(Named object pointing data)
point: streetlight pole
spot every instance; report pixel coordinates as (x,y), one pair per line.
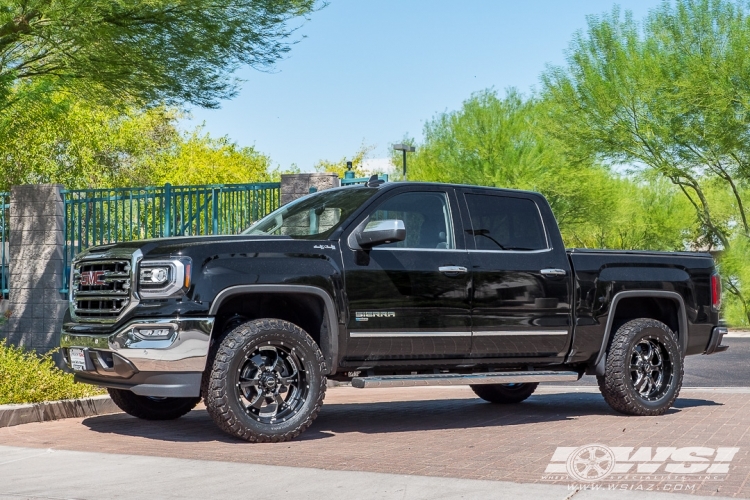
(404,148)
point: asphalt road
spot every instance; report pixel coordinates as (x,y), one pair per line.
(730,368)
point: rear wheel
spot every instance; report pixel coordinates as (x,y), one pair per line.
(504,393)
(267,381)
(152,408)
(644,368)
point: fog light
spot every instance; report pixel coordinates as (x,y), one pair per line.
(151,333)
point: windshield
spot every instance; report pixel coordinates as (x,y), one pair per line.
(313,217)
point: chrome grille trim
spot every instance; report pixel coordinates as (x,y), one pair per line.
(110,301)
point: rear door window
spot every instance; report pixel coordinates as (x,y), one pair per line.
(505,223)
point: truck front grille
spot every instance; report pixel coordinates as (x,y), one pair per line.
(101,289)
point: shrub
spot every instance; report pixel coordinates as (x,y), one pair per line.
(26,377)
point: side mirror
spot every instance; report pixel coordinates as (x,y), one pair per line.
(380,232)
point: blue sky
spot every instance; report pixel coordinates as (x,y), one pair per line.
(371,71)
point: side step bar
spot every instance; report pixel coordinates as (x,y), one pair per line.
(463,379)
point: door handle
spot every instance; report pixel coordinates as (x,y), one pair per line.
(553,272)
(452,269)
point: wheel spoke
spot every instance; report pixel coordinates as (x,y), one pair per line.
(640,381)
(244,384)
(258,401)
(258,361)
(280,403)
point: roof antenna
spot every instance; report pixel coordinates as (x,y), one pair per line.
(374,181)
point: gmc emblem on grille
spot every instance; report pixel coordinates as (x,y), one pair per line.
(92,278)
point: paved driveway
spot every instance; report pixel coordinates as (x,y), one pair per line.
(447,432)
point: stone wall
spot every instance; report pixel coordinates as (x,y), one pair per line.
(36,266)
(36,257)
(295,186)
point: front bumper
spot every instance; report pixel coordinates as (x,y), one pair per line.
(167,367)
(714,343)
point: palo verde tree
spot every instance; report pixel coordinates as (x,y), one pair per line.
(670,95)
(142,52)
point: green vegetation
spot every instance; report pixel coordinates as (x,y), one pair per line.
(641,141)
(26,377)
(145,53)
(91,92)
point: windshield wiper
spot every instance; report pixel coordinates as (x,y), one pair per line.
(486,234)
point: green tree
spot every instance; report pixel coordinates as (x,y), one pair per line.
(501,142)
(58,139)
(670,96)
(150,52)
(197,158)
(80,144)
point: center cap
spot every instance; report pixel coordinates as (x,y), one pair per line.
(269,382)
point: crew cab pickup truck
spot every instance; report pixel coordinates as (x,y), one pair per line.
(383,285)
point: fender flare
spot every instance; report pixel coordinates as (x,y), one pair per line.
(329,337)
(682,334)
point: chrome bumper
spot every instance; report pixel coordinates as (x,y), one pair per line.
(124,353)
(714,343)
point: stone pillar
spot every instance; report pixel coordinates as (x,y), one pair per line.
(36,267)
(295,186)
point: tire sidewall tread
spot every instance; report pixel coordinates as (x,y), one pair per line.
(219,392)
(616,385)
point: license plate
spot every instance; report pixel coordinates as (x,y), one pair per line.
(78,359)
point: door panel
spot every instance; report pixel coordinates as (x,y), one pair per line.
(517,310)
(401,305)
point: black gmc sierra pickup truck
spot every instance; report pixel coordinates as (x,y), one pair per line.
(391,285)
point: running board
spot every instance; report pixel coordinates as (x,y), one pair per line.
(464,379)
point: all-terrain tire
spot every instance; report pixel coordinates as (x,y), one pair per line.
(623,371)
(149,408)
(504,393)
(248,360)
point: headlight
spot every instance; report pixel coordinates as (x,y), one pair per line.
(163,278)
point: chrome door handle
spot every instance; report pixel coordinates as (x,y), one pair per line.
(553,272)
(452,269)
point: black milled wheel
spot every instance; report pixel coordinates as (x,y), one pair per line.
(504,393)
(151,408)
(267,381)
(644,368)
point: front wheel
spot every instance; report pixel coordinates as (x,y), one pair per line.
(151,408)
(267,381)
(504,393)
(644,368)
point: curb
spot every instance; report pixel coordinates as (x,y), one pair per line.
(55,410)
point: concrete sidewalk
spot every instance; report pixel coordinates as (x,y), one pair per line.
(47,473)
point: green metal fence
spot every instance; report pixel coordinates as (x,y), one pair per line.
(4,257)
(101,216)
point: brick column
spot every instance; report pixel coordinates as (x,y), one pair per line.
(36,267)
(295,186)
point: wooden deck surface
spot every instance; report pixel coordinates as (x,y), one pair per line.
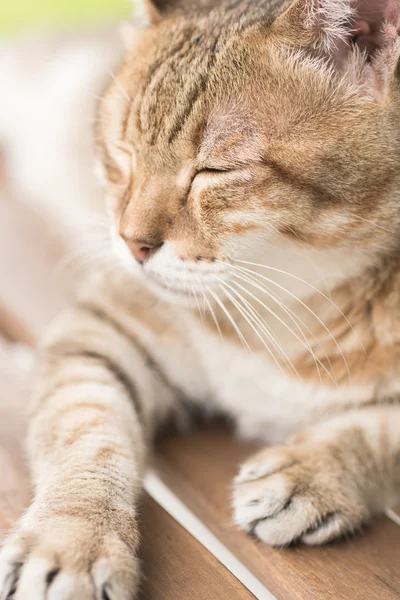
(177,567)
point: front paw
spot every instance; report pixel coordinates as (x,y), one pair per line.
(301,492)
(71,556)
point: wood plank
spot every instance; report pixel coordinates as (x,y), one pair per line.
(200,471)
(367,567)
(176,566)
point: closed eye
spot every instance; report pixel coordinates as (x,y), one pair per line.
(213,171)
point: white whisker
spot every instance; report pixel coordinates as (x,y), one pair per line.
(251,320)
(231,320)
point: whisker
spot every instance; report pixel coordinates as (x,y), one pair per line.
(213,315)
(286,310)
(286,326)
(306,283)
(250,320)
(231,320)
(293,317)
(372,223)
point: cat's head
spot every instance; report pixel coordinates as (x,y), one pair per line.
(236,126)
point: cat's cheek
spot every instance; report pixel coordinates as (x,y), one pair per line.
(124,255)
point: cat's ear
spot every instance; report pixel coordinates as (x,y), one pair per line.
(361,37)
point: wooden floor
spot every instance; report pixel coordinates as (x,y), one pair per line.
(177,566)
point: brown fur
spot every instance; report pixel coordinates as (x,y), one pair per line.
(234,130)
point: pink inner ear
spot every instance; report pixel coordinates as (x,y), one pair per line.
(370,18)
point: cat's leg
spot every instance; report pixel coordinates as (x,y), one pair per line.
(98,401)
(325,482)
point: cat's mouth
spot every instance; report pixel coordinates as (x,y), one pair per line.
(190,286)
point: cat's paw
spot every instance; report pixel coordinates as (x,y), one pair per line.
(64,557)
(301,492)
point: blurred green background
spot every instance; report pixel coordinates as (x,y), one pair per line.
(23,15)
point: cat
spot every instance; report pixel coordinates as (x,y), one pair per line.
(250,155)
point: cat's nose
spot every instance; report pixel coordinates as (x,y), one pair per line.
(142,249)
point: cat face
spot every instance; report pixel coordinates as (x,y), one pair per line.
(233,129)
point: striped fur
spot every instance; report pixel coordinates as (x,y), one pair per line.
(256,149)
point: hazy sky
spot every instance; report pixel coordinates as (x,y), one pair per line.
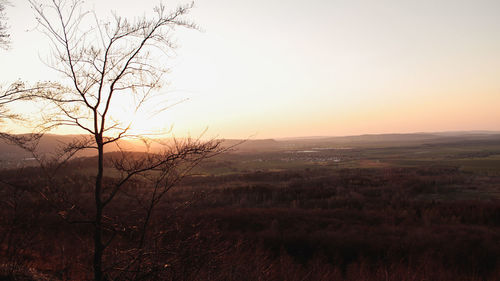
(317,67)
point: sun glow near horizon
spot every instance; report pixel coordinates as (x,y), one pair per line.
(321,68)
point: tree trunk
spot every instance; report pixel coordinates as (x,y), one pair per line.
(98,245)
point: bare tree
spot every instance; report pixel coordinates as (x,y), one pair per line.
(105,61)
(4,35)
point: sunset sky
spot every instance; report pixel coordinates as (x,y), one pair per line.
(267,69)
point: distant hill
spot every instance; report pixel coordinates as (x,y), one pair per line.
(11,154)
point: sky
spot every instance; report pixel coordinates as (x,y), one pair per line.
(271,69)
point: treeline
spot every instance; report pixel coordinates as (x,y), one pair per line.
(426,223)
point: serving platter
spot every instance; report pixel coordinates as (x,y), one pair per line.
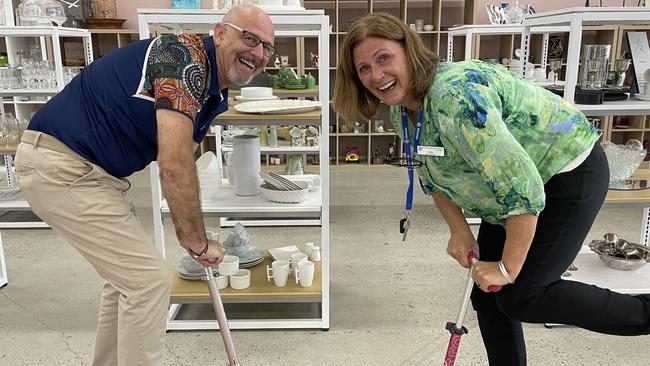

• **Written task**: Collect every line of the data above that contains the string "pickup", and list each one in full.

• **Output of the task**:
point: crew cab pickup truck
point: black gmc sierra pickup truck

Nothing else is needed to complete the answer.